— SHORT EXERCISE 1 —
Please copy the forum post starting with "3) is it good" and going on through "be much appreciated.", renaming "copper" to "aluminum" everywhere it occurs.
— SHORT EXERCISE 2 —
According to the forum post, what is the most the project's budget may be?

— PASSAGE PROVIDED —
########
Hello everyone,
i am doing a project
to build a solar water treatment (to provide drinkable water) and also a rechargeable battery which will be automatically switched off when it is fully charged. this battery will heat water at night. we have to build a working prototype and were asked to boil at least 5 litre of water. Our solar water treatment is rectangular shape and it is made of polystyrene. is it okay or is there any other good alternative? look, we just started the project and got some serious problems.
1) how do we calculate how much power we need to boil 5 litre of water?
2) what type of solar panel we should use (we are first time using solar panel and choose 200 Watt solar panel)?
3) is it good to use copper coil or copper plate or other material as hot plate:?:?
4) how we calculate the heat loss?
5) what type of battery should we use (Lithium-Ion battery:??
6) Most importantly are we ignoring any other obvious constraint?
N.B. the project's budget must not exceed $600.
any advice will be much appreciated.
At first blush, you're gonna need a big battery.
########
[Collection entries]
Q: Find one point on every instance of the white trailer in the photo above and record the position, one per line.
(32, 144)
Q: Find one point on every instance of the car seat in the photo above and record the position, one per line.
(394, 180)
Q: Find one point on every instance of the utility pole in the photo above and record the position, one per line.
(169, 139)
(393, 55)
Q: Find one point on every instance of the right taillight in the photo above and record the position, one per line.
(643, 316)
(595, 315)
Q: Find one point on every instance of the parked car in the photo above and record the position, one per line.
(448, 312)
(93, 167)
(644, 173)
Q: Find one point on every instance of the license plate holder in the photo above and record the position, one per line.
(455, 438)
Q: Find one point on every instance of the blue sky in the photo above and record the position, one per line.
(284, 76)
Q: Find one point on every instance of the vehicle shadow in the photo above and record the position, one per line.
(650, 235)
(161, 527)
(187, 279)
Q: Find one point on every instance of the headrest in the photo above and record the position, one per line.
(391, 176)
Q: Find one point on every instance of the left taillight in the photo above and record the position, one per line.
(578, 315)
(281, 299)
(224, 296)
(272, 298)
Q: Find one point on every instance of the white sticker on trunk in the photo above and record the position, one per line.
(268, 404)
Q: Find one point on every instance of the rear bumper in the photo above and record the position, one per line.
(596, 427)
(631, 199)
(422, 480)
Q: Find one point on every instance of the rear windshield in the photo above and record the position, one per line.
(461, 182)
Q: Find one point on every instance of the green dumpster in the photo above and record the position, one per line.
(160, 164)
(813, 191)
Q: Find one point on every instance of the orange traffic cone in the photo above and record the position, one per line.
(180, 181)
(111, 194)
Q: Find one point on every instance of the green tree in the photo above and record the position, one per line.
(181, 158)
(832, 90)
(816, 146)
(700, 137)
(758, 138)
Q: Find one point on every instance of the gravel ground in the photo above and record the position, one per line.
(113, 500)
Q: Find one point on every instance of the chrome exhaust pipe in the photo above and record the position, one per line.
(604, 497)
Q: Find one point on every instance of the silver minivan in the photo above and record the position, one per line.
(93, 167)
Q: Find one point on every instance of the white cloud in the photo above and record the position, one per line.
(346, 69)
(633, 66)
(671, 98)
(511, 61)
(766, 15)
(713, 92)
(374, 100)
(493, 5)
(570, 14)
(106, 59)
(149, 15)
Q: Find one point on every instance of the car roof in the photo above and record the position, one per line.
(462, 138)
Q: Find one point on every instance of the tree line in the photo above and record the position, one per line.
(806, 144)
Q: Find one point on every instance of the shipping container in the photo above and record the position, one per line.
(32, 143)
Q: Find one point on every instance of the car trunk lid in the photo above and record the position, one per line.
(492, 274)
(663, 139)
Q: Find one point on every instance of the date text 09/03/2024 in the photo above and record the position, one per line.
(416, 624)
########
— FULL RESPONSE 1 —
3) is it good to use aluminum coil or aluminum plate or other material as hot plate:?:?
4) how we calculate the heat loss?
5) what type of battery should we use (Lithium-Ion battery:??
6) Most importantly are we ignoring any other obvious constraint?
N.B. the project's budget must not exceed $600.
any advice will be much appreciated.

— FULL RESPONSE 2 —
$600.